→ SOURCE EXCERPT:
_ _ _ _

Masterclass with Jed Mercurio (or not?)

I’m about to confess something: I live in Edinburgh and this year, I put my head down the whole time the Festivals were on and pretended they weren’t happening. I was in the Outer Hebrides for half the time, and when my husband headed off to France for ten days, I decided that the opportunity to get my head down and write was too good to miss.

Of course, it didn’t work like that. I cleared the box room and sorted everything in it; ditto the cupboard under the stairs; and once more the utility room. It all felt good, and the house definitely looked more organised … but work? What’s that?

lod boxI was about to settle down with the wip (honest!), when I decided I’d read the Sunday papers first – and there, impossible to ignore, was a full page article about Jed Mercurio, scriptwriter for the gripping TV drama, Line of Duty. He was in Edinburgh … and he was giving a Masterclass at the Television Festival (which runs concurrently with the International Festival, Fringe Festival, Comedy Festival and Book Festival, as if we didn’t have enough festivals in the city already). It would be sold out, surely? I checked: it wasn’t. I booked two tickets, one for myself and one for a friend who writes thrillers. We’d both benefit from this!

_ _ _ _

→ DATA SHOWN:
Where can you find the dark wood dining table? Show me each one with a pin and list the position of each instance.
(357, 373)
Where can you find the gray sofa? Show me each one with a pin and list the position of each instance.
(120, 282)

_ _ _ _

→ TASK GOAL: Name every festival that the masterclass post says runs in Edinburgh. The listing has no connection to the masterclass post.

→ TASK OUTPUT:
- Television Festival
- International Festival
- Fringe Festival
- Comedy Festival
- Book Festival